## Directions
Output the entries below word for word, stopping once the line containing "target | blue plow blade edge" is done, and omit each picture.

## Records supplied
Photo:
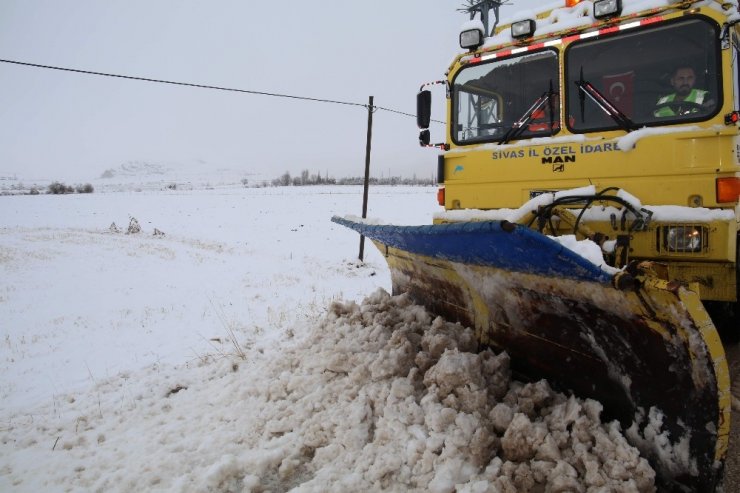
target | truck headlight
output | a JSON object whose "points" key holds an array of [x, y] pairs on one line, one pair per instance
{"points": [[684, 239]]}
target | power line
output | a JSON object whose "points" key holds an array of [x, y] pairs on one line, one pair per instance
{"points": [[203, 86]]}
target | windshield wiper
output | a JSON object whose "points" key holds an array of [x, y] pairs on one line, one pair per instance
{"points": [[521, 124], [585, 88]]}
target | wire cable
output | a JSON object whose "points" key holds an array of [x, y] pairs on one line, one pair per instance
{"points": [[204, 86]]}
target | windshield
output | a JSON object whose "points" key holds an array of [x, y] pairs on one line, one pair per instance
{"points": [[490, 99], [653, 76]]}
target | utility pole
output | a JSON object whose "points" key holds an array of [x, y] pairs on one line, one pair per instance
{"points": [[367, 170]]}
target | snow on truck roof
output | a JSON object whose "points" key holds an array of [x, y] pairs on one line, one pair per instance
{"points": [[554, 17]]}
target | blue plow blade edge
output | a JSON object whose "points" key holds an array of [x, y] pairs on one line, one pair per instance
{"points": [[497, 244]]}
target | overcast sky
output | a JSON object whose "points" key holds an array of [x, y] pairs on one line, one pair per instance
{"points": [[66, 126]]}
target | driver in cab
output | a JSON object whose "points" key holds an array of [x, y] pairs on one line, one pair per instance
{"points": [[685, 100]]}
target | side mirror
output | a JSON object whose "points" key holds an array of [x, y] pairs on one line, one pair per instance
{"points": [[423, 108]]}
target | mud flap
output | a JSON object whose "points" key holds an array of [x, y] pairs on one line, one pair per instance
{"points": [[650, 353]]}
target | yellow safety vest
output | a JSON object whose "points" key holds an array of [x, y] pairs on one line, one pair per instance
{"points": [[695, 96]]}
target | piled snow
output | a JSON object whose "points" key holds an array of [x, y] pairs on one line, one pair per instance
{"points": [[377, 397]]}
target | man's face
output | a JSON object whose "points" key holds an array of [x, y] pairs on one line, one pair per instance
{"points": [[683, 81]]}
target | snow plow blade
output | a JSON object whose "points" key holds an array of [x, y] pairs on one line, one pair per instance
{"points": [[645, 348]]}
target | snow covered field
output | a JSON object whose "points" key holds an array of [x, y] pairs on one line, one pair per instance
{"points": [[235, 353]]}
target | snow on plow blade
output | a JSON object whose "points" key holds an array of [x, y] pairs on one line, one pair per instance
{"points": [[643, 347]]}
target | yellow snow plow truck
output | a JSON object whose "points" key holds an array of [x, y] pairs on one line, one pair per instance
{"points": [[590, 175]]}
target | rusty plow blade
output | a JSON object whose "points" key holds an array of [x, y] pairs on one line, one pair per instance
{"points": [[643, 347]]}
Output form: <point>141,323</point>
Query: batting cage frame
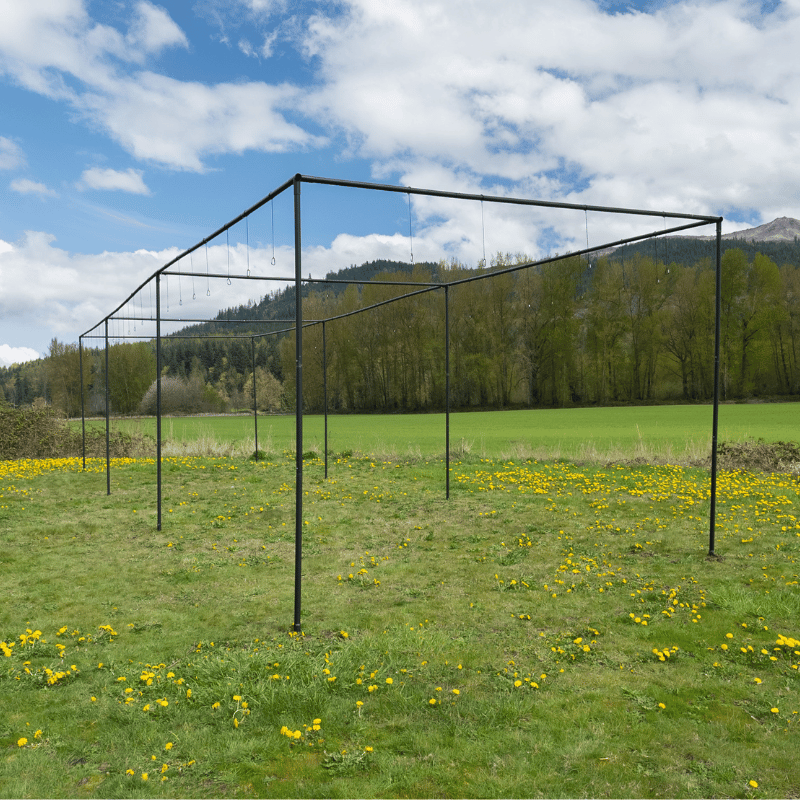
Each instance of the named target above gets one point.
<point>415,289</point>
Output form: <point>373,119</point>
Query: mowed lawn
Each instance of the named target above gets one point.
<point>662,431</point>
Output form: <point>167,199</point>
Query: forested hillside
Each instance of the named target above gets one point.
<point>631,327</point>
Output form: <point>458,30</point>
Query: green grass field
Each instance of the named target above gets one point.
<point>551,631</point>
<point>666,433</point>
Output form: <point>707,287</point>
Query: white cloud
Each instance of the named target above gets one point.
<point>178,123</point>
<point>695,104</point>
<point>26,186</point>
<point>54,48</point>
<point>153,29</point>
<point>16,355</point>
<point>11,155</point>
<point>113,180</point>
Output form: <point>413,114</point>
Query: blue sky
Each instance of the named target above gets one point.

## Solved exercise
Photo:
target | truck headlight
output | a JSON object whose "points" key holds an array of [x, y] pairs on one line, one pair per instance
{"points": [[684, 239]]}
target | power line
output | a JSON object whose "points" key holds an array of [x, y] pairs on one line, one pair per instance
{"points": [[203, 86]]}
target | windshield wiper
output | a JSON object whose "points" key holds an array of [x, y] pairs on one line, one pair per instance
{"points": [[521, 124], [585, 88]]}
target | wire cable
output | a JSON object whose "points" key holds an array of [x, y] pairs on one line, one pair per instance
{"points": [[204, 86]]}
target | windshield
output | a JSON object whose "points" key holds an array of [x, y] pairs on one line, one pair per instance
{"points": [[490, 99], [653, 76]]}
target | utility pole
output | a JSON object whose "points" key holds an array of [x, y] pairs on one line, one pair per instance
{"points": [[367, 170]]}
target | snow on truck roof
output | a JSON object whose "points" key holds an array of [x, y] pairs on one line, one pair per instance
{"points": [[554, 17]]}
target | blue plow blade edge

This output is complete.